Which lines in the data contain the string "white"? Gather all of them, treating uppercase and lowercase as different.
● ● ● ● ● ● ●
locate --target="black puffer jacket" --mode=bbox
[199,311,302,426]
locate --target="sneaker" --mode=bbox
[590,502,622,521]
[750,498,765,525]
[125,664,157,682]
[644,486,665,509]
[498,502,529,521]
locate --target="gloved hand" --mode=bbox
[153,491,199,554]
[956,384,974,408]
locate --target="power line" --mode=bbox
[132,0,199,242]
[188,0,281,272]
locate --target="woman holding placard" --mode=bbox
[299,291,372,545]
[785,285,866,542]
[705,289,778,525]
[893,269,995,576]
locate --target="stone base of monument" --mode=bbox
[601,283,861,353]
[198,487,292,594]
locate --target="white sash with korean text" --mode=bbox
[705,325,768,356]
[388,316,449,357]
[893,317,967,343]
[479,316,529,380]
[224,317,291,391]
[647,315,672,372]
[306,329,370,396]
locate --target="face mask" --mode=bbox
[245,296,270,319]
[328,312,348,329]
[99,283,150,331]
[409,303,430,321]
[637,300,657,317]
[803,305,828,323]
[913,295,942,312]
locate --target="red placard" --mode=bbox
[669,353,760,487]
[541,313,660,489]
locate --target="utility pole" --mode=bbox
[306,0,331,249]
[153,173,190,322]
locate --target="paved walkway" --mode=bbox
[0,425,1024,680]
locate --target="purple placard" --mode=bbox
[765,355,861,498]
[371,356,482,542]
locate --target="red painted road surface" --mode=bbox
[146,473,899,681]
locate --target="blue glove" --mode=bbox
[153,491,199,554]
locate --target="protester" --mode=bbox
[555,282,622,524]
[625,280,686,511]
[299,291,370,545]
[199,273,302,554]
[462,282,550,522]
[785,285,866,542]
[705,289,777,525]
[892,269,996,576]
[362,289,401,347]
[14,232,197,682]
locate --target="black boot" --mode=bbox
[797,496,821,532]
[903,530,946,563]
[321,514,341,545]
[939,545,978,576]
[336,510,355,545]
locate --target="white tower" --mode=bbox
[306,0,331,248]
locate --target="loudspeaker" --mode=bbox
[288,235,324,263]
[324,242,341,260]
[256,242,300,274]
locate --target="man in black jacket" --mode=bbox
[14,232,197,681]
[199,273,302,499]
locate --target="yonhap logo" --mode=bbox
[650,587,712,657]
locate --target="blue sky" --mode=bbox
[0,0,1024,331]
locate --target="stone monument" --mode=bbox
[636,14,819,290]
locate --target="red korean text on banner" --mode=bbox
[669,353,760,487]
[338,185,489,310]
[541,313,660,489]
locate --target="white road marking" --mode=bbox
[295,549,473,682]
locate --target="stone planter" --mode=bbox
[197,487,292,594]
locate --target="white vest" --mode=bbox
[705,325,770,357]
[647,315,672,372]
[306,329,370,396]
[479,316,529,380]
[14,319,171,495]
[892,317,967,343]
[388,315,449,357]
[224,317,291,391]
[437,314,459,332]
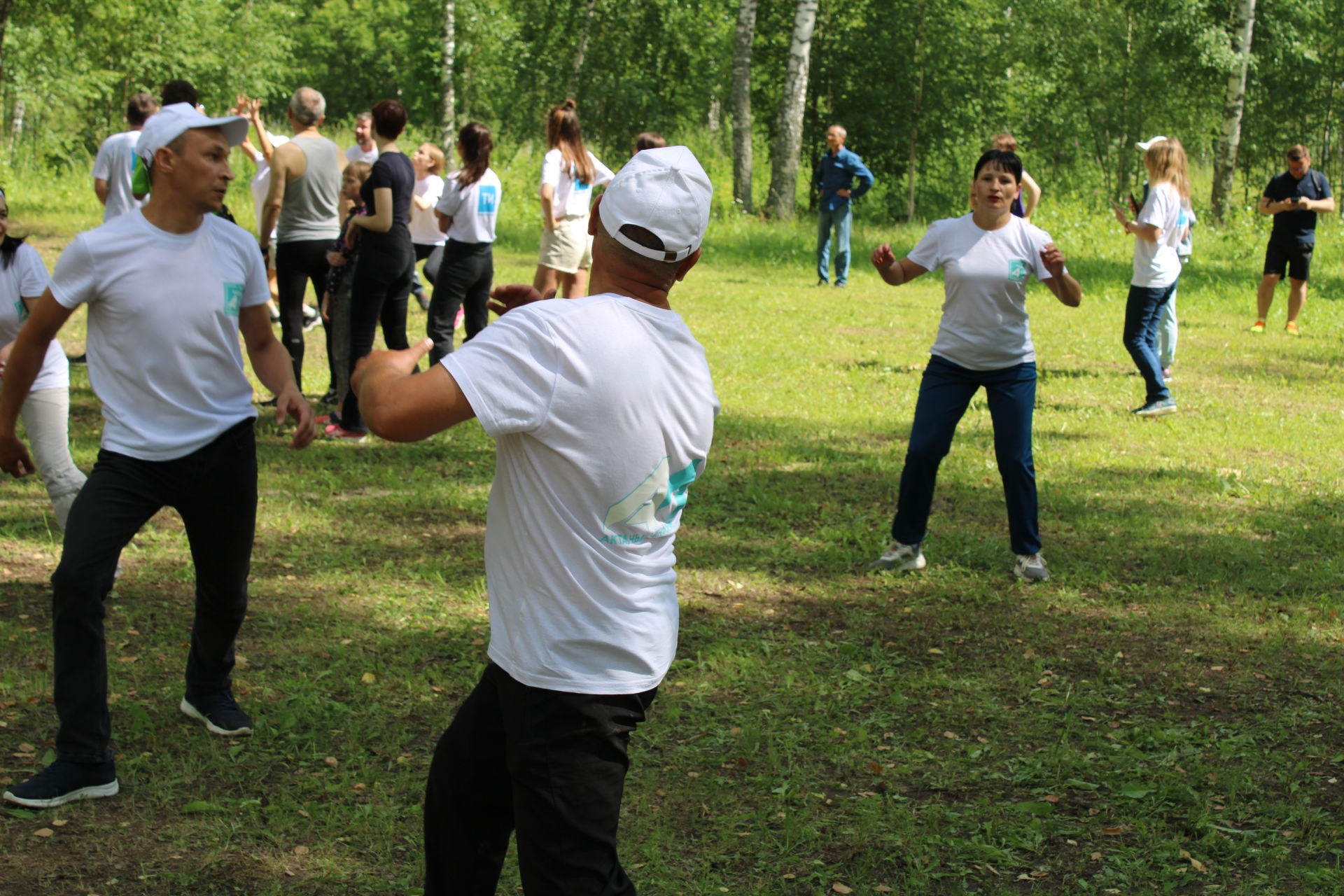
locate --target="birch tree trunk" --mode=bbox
[440,0,457,150]
[731,0,757,215]
[1210,0,1255,224]
[766,0,817,218]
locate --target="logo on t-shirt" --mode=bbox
[476,184,500,215]
[601,458,704,544]
[225,284,244,317]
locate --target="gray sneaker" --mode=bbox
[1012,554,1050,582]
[868,541,927,573]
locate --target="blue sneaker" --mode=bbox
[4,759,121,808]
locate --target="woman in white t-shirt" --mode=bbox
[412,144,444,310]
[532,99,613,298]
[869,149,1082,580]
[1116,137,1189,416]
[425,121,503,364]
[0,191,85,532]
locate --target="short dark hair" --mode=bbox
[126,92,159,127]
[374,99,406,140]
[970,149,1021,184]
[161,80,200,106]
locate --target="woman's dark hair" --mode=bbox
[374,99,406,140]
[457,121,495,190]
[970,149,1021,184]
[546,99,596,184]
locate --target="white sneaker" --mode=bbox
[1012,554,1050,582]
[868,541,927,573]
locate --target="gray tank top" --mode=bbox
[276,137,340,243]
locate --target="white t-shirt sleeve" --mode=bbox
[51,234,97,309]
[440,307,559,438]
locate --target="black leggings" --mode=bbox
[340,241,415,433]
[276,239,336,391]
[425,241,495,364]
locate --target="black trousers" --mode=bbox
[340,235,415,433]
[51,419,257,762]
[425,662,657,896]
[276,239,336,392]
[425,241,495,364]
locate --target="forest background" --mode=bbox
[0,0,1344,219]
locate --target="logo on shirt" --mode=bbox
[225,284,244,317]
[601,458,704,544]
[476,184,500,215]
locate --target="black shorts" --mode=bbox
[1265,239,1316,282]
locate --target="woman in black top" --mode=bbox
[327,99,415,442]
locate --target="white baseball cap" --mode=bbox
[598,146,714,262]
[136,102,247,162]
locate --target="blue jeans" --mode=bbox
[1124,284,1176,405]
[817,203,853,284]
[891,355,1040,554]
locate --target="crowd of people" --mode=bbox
[0,82,1334,893]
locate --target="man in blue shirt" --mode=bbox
[815,125,872,286]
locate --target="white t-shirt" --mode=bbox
[1129,184,1185,289]
[51,211,270,461]
[0,243,70,392]
[410,174,444,246]
[442,294,719,694]
[92,130,144,222]
[909,215,1051,371]
[345,144,378,165]
[538,149,614,218]
[435,168,504,243]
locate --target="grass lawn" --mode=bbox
[0,158,1344,896]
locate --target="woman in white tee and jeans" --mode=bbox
[1116,139,1189,416]
[532,99,613,298]
[0,191,85,532]
[871,149,1082,580]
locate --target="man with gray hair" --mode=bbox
[258,88,345,390]
[816,125,872,286]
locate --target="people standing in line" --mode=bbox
[813,125,872,286]
[345,111,378,165]
[869,149,1082,582]
[326,99,415,442]
[0,185,86,532]
[92,92,159,222]
[0,104,314,807]
[993,133,1040,220]
[425,121,504,367]
[351,146,719,896]
[532,99,612,298]
[1116,137,1189,416]
[258,88,345,402]
[412,144,445,310]
[1252,144,1335,336]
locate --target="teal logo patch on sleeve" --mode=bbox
[225,284,244,317]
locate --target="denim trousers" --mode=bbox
[891,355,1040,555]
[425,662,657,896]
[1124,282,1176,405]
[51,419,257,763]
[817,203,853,284]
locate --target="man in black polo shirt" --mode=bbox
[1252,144,1335,336]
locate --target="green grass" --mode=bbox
[0,169,1344,896]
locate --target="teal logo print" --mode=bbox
[225,284,244,317]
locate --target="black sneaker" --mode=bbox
[4,759,121,808]
[177,690,251,738]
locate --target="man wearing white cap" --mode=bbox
[0,104,316,807]
[351,146,719,896]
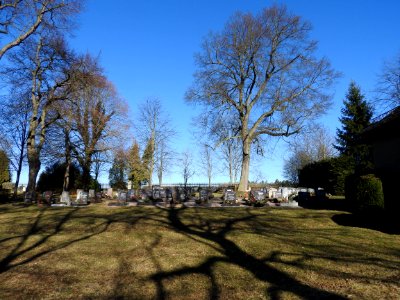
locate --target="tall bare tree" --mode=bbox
[135,98,176,186]
[0,93,31,199]
[3,32,72,200]
[200,144,216,187]
[180,150,195,199]
[186,6,337,191]
[69,55,127,189]
[193,109,242,184]
[0,0,83,60]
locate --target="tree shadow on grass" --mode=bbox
[0,209,109,274]
[0,208,164,274]
[332,212,400,234]
[151,208,345,299]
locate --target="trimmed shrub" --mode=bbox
[345,174,385,210]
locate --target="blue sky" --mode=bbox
[65,0,400,182]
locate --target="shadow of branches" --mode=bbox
[151,208,344,299]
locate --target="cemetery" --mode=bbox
[0,0,400,300]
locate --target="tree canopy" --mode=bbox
[186,6,337,191]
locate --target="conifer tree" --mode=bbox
[334,82,373,171]
[128,141,144,190]
[108,150,126,189]
[0,150,11,188]
[142,138,154,187]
● ● ● ● ● ● ●
● **Reply to the exercise**:
locate --target="white sash with korean text" --mode=bbox
locate --target="white tower" --mode=bbox
locate --target="white road marking" --mode=bbox
locate --target="white vest" --mode=bbox
locate --target="woman in white t-shirt" --mode=bbox
locate --target="white sneaker" --mode=bbox
locate --target="white t-shirt sleeve" --mode=bbox
locate --target="white baseball cap" --mode=bbox
locate --target="white t-shirt" --mode=bbox
locate --target="woman in white tee and jeans" --mode=bbox
locate --target="man wearing white cap" --mode=bbox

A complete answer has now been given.